### Exercise materials

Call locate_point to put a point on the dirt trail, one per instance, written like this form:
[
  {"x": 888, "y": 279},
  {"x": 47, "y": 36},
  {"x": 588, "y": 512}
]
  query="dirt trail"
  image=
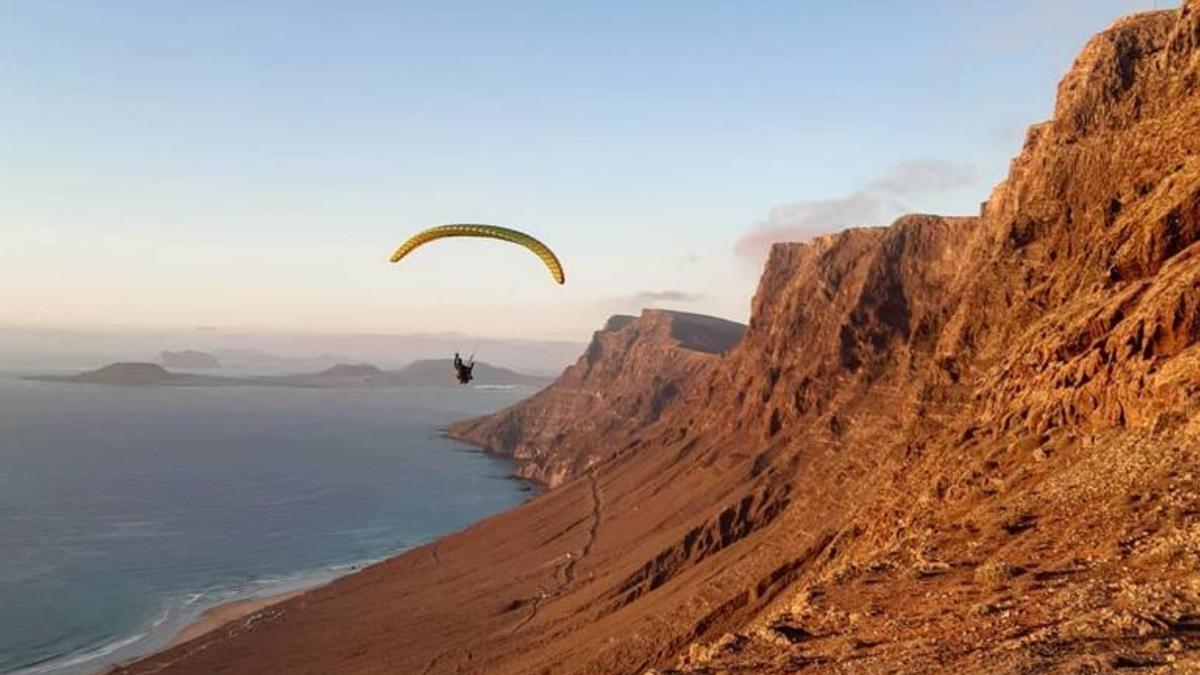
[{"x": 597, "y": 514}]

### Stated exercise
Rewrite the data above as a numbered list with one line per item, skipping any blank lines and leaving out the image.

### Written reply
1. Call locate_point to put a point on the dirt trail, one per instance, written like this form:
2. [
3.   {"x": 888, "y": 279},
4.   {"x": 47, "y": 36},
5.   {"x": 588, "y": 512}
6. ]
7.   query="dirt trail"
8.   image=
9. [{"x": 597, "y": 514}]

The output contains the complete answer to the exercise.